▸ To do
Look for "instance" in each line of the records, and copy the lines that have it.

(Collected data)
▼

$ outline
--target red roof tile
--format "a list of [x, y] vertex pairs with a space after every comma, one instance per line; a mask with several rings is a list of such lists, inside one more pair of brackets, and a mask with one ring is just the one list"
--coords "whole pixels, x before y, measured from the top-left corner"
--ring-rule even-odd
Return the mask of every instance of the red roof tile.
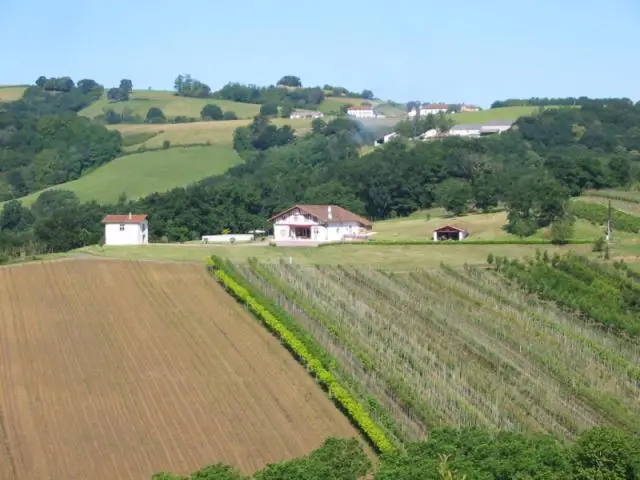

▲

▸ Written response
--format "a list of [x, y] vertex pairs with a space after every comma, one instance per line; a mask with several rings is a list of such lists, inside one more pair of brackets, and a mask with one ring is just the one list"
Return the mask of every instance of the red roof tile.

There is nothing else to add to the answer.